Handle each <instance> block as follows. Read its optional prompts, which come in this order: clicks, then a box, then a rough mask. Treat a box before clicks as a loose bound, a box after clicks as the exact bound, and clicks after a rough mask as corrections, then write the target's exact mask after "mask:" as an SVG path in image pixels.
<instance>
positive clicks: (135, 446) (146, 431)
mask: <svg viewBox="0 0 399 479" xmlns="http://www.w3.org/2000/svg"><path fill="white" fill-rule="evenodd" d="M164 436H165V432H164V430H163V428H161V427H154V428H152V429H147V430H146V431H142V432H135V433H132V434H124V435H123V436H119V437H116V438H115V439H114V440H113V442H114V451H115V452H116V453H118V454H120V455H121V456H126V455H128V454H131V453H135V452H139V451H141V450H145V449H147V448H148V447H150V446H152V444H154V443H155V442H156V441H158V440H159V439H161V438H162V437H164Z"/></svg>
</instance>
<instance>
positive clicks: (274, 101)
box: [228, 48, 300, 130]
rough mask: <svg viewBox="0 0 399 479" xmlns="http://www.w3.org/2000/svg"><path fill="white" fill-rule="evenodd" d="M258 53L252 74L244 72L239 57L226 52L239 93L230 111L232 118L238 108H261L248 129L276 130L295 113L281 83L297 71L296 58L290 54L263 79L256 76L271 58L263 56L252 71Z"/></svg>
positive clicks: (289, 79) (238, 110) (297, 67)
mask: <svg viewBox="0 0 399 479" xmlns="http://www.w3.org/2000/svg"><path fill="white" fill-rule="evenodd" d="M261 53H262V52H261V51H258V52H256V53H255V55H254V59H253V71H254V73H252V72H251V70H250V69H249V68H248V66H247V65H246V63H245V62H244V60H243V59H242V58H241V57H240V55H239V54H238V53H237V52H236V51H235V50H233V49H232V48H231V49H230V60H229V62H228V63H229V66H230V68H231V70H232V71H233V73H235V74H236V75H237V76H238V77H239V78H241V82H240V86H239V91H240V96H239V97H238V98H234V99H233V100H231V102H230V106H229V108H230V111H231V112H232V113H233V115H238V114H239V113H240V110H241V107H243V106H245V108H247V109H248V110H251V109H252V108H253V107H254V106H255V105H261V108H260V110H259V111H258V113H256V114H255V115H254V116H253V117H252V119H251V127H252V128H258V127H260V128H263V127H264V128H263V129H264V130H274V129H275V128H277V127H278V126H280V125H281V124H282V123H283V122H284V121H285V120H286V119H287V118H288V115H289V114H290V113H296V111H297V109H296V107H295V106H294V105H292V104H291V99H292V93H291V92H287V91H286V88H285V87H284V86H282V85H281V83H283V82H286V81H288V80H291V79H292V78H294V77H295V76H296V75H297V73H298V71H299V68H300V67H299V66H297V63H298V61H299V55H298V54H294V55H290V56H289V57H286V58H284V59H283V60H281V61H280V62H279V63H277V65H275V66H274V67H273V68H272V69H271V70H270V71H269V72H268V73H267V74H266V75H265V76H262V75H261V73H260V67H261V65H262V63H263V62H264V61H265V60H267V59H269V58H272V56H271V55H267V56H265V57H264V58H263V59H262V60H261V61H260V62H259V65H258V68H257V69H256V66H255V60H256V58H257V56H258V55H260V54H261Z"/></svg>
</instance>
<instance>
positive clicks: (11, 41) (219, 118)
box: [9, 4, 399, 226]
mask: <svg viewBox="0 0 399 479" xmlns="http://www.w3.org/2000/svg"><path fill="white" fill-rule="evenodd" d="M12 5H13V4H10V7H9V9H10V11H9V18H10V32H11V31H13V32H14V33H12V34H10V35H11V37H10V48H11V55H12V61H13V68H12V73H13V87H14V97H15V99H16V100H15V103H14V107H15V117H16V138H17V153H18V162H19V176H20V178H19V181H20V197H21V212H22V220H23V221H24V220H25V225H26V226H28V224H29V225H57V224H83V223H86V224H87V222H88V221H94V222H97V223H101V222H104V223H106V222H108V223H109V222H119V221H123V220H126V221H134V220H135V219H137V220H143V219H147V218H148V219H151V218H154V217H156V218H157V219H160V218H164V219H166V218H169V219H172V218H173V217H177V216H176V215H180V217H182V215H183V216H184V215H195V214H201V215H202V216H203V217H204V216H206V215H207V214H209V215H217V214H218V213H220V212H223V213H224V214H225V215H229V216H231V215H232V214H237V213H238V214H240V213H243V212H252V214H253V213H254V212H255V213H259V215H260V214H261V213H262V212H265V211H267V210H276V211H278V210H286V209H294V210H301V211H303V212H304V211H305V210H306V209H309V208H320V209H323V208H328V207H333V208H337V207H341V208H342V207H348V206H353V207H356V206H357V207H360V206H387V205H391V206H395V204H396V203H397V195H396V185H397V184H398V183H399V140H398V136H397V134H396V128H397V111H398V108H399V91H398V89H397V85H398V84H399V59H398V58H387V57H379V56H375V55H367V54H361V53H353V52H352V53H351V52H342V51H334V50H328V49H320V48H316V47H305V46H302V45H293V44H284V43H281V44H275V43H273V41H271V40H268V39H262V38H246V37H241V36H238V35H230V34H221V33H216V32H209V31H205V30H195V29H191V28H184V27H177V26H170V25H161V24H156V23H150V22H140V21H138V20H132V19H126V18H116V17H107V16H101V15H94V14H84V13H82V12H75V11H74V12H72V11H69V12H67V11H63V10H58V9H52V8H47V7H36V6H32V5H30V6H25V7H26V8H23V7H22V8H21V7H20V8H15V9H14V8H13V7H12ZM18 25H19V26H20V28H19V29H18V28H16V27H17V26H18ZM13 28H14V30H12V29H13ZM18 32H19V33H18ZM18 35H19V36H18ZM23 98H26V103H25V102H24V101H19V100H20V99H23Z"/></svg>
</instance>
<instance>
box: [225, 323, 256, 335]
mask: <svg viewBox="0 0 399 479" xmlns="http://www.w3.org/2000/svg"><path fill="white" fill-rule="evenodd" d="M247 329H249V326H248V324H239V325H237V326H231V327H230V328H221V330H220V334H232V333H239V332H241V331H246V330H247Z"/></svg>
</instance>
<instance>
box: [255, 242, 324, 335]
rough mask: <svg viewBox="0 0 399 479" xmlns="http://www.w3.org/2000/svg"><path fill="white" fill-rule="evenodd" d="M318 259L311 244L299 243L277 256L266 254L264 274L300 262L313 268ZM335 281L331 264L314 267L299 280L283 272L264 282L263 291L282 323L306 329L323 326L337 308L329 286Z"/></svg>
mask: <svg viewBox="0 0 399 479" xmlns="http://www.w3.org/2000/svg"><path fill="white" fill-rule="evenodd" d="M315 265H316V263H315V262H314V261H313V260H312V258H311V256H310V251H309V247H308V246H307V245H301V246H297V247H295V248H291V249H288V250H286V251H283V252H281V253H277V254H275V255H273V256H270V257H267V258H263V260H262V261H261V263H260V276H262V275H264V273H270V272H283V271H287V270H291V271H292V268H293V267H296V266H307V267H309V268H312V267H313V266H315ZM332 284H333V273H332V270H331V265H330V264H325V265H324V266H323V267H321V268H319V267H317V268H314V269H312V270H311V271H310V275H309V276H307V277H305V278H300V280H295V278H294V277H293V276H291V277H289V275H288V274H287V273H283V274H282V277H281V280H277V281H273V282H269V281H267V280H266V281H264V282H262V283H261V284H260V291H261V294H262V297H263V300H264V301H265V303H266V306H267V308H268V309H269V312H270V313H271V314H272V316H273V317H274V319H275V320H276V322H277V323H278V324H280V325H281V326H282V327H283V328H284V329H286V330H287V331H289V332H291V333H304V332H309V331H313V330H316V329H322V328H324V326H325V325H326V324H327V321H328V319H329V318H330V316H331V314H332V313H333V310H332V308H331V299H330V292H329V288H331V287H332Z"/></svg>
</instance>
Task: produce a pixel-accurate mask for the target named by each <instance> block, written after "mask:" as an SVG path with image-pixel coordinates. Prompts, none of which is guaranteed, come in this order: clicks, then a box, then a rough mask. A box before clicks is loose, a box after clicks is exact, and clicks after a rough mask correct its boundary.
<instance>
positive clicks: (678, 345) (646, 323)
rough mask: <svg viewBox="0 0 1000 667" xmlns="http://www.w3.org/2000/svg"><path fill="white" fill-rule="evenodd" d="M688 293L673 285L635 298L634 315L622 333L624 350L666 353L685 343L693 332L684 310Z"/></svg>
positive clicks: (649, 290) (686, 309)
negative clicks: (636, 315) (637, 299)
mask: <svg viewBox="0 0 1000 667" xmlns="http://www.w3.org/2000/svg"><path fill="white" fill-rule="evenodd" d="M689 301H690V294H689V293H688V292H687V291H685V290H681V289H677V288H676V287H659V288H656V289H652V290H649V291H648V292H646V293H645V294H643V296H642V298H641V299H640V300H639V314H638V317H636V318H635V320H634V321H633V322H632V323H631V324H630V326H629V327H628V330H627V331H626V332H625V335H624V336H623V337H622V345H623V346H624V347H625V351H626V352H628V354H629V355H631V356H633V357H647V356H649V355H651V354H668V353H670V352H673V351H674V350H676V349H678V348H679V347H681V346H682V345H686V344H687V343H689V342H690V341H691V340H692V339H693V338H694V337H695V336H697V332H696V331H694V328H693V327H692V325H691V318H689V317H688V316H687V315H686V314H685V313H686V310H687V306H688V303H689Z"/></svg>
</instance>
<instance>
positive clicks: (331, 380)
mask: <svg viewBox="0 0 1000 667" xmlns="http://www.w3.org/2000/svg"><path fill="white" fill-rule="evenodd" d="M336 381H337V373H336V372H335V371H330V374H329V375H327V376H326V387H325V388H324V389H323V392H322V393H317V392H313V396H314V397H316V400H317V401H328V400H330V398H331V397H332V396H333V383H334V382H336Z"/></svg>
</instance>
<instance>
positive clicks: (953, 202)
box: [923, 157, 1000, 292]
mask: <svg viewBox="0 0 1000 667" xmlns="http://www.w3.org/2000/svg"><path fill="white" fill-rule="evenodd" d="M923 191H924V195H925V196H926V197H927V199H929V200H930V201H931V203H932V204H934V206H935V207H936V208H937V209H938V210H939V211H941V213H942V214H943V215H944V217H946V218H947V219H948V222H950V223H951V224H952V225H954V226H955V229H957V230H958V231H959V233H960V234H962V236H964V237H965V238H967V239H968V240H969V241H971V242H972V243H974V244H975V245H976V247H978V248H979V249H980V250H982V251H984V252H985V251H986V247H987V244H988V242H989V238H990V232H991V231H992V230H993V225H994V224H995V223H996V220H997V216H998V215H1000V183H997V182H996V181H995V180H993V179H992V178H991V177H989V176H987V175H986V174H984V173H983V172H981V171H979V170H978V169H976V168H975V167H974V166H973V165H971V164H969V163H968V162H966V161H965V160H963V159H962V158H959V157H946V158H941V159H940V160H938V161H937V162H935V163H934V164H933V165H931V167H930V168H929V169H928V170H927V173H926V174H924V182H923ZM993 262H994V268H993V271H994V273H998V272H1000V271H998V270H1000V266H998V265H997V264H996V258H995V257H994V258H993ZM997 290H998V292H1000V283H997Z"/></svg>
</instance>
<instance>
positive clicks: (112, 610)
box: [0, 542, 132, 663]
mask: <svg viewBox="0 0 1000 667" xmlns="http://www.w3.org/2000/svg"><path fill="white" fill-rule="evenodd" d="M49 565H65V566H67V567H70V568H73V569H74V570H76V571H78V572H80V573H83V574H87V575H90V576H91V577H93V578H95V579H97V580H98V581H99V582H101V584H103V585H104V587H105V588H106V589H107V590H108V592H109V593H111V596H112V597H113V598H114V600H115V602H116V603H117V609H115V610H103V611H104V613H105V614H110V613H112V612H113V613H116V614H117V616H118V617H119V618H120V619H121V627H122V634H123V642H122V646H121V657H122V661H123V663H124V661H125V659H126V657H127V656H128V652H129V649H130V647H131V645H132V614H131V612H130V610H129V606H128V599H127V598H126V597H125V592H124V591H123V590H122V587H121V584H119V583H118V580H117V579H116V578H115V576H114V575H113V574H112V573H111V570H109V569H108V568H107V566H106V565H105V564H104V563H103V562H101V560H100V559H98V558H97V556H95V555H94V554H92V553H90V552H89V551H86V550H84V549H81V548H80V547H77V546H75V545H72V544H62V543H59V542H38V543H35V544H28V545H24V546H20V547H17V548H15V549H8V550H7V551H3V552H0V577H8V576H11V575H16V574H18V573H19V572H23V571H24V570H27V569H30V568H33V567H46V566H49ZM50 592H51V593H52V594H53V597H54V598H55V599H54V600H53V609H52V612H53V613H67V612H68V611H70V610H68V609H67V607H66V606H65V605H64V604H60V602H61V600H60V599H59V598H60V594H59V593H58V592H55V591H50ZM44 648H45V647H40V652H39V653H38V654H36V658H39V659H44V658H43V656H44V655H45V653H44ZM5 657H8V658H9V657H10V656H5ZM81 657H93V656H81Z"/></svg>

§

__What the exercise asks__
Copy the lines word for word, from the first line of the records through the line that contains "positive clicks: (135, 446) (146, 431)", including both.

__Output for this exercise__
Handle each <instance> block as follows. Read its optional prompts, which come in this order: clicks, then a box, then a rough mask. Treat a box before clicks as a loose bound, a box after clicks as the exact bound, and clicks after a rough mask as corrections, then write the target's exact mask after "mask:" as an SVG path in image pixels.
<instance>
positive clicks: (135, 446) (146, 431)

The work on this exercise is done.